## What you need to do
Print the complete set of entries exactly.

## Records shown

BEGIN

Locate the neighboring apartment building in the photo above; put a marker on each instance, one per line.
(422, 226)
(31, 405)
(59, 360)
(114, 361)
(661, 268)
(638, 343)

END

## Response below
Locate the neighboring apartment building in the photo above; put a marker on each instance, one per line.
(422, 226)
(31, 405)
(59, 360)
(114, 361)
(661, 268)
(638, 343)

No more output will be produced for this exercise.